§ PASSAGE GIVEN
★ ★ ★ ★
The angle of twist indicates the degree of twisting (angular deformation) in object subjected to couple of torque or twisting load. The parameter is crucial in the design of torsion-resistant mechanical components.

Contents:

What is the Angle of twist?

Angle of twist equation:

Factors affecting Angle of twist:

How is the Angle of twist calculated?

Angle of twist for different cross-sections:

Angle of twist Vs Angle of shear- Difference:

Angle of twist examples:

FAQs:

## What is the Angle of twist?

**The angle of twist is the measure of angular deformation formed in an object by a couple of twisting torques. The twisting torque cause torsional shear, which results in the twisting of an object.**

The angle of twist gives the rotation angle turned by planes of application of twisting torque. The term angle of twist is **denoted by the symbol ‘θ’** and it is expressed by the **unit of degree or radian**.

The above figure shows the torque applied along the longitudinal axis of the shaft, this twisting torque causes the material of the object to deform in an angular manner.

Here the angle ‘Φ’ measured over the cylindrical surface indicates the angle of shear or shear strain and the angle ‘θ’ indicates the angle of twist in the object.

Let me make things easier for you.

Let’s consider the shaft made by a number of thin discs, placing one over another.

When the twisting torque is applied, each disc will rotate over its adjacent disc (due to the torsional shear).

Here the degree of rotation of the last disc with respect to the first disc indicates the angle of twist (θ) in the ‘L’ length of the shaft.

From the torsional equation, the angle of twist is given by,

`\theta = \frac{TL}{GJ}`

Where,

T = Twisting torque

L = Length over which torque is applied

J = Polar moment of inertia about a torsional axis

G = Shear modulus

From the above equation, it is clear that the angle of twist is directly proportional to the applied torque (T) and the length of the shaft (L) and inversely proportional to the shear modulus (G) and polar moment of inertia (J) of the cross-section.

Generally, the shafts and axles are designed in such a way that it has a minimum angle of twist.
★ ★ ★ ★
§ ITEMS
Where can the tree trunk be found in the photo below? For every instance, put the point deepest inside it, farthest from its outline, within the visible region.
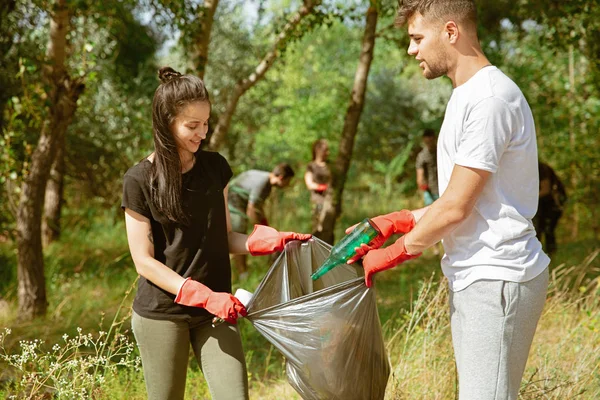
★ ★ ★ ★
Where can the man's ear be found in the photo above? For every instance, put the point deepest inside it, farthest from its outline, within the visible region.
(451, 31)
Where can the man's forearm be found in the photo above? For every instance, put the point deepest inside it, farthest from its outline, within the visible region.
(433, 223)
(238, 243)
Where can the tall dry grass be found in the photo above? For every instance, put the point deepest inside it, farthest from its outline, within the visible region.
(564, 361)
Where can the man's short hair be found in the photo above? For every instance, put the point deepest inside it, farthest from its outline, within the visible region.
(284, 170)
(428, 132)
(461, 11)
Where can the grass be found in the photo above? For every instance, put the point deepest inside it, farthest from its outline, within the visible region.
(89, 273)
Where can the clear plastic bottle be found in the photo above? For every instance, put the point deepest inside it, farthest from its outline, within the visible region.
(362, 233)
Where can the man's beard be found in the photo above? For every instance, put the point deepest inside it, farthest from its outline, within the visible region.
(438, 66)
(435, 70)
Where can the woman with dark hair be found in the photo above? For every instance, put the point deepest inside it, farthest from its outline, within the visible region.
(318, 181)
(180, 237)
★ ★ ★ ★
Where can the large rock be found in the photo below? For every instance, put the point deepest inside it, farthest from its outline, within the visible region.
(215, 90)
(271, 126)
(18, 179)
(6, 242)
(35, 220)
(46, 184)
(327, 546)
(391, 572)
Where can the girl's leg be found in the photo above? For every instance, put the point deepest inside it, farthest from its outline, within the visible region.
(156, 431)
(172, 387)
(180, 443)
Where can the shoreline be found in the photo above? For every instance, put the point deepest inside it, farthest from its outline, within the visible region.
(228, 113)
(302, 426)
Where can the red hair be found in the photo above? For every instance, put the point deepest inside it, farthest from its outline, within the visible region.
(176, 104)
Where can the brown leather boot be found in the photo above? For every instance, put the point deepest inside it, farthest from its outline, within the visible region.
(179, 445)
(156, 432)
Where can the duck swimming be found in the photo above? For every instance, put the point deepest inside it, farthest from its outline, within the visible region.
★ ★ ★ ★
§ PROBLEM
Extend the angle of twist text, picking up after its last sentence. The rows are unrelated material.

§ EXERCISE ANSWER
## Angle of twist equation:

**a] Shaft with same cross-section and internal torque:**

For the shaft with a length of L, Modulus of rigidity G, and Polar moment of inertia of J, the angle of twist is given by,

`\theta =\frac{T L}{GJ}`

**b] Shaft with changing cross-section and internal torque:**

For the shaft with different cross-section steps and with n number of twisting torque, the angle of twist is given by,

`\theta = \theta_{1} + \theta_{2}+\cdots+\theta_{n}`

`\theta = \frac{T_{1}L_{1}}{G_{1}J_{1}}+\frac{T_{2}L_{2}}{G_{2}J_{2}}+\cdots \frac{T_{n}L_{n}}{G_{n}J_{n}}`

`\theta = \sum_{i=1}^{n}\frac{T_{i}L_{i}}{G_{i}J_{i}}`

Where,

T_{i} = internal torque on each section

L_{i} = Length of each section

G_{i} = Shear modulus of each section

J_{i} = Polar moment of inertia for each section

**c] Shaft with varying cross-section:**

For the shaft with a varying cross-section, the angle of twist is given by,

`\theta = \int_{0}^{L}\frac{Tdx}{GJ}`

## Factors affecting Angle of twist:

The angle of twist in an object subjected to the torsional load depends on the following factors:

**Internal torque:**Higher the torque, the angle of twist in the object will be higher.**Length of shaft:**The twist angle increases with an increase in the length of the shaft. Hence longer shafts show higher twisting than shorter shafts.**Material property:**The twisting angle is inversely proportional to the shear modulus of the shaft. It means that the shafts with a higher value of G show less twisting.**Geometry of the cross-section:**The twist angle decreases with an increase in the polar moment of inertia of the cross-section about a torsional axis. Therefore shafts with a higher value of ‘J’ has a lesser angle of twist.

## How is the Angle of twist calculated?

Here are the steps to calculate the angle of twist (θ) in a shaft.

**1] Divide the shaft into a number of sections (if necessary):**

If the object is experiencing multiple torques, then divide the shaft into sections, in such a way that each section will experience constant internal torque.

If the object has different steps of cross-section, then also divide the shaft into a number of sections with each section having the same cross-section.

2]** Find internal torque** in each section. (T_{12}, T_{23}, T_{34}, etc.)

3] **Find the Polar moment of inertia (J) for the cross-section** of each section. (J_{12}, J_{23}, J_{34}, etc.)

4] **Find the length of each section** of the shaft. (L_{12}, L_{23}, L_{34}, etc.)

5]** Find the Shear modulus (G)** of each section. (G_{12}, G_{23}, G_{34}, etc.)

6] **Find the angle of twist of each section separately **and then add them all together to get the total angle of twist in a shaft. Or use the below formula.

`\theta = \frac{T_{12}L_{12}}{G_{12}J_{12}}+\frac{T_{23}L_{23}}{G_{23}J_{23}}+\cdots \frac{T_{n}L_{n}}{G_{n}J_{n}}`

See the below numerical to know how to use the above steps to find the θ.

## Angle of twist for different cross-sections:

Following are the angle of twist for the shaft’s different cross sections.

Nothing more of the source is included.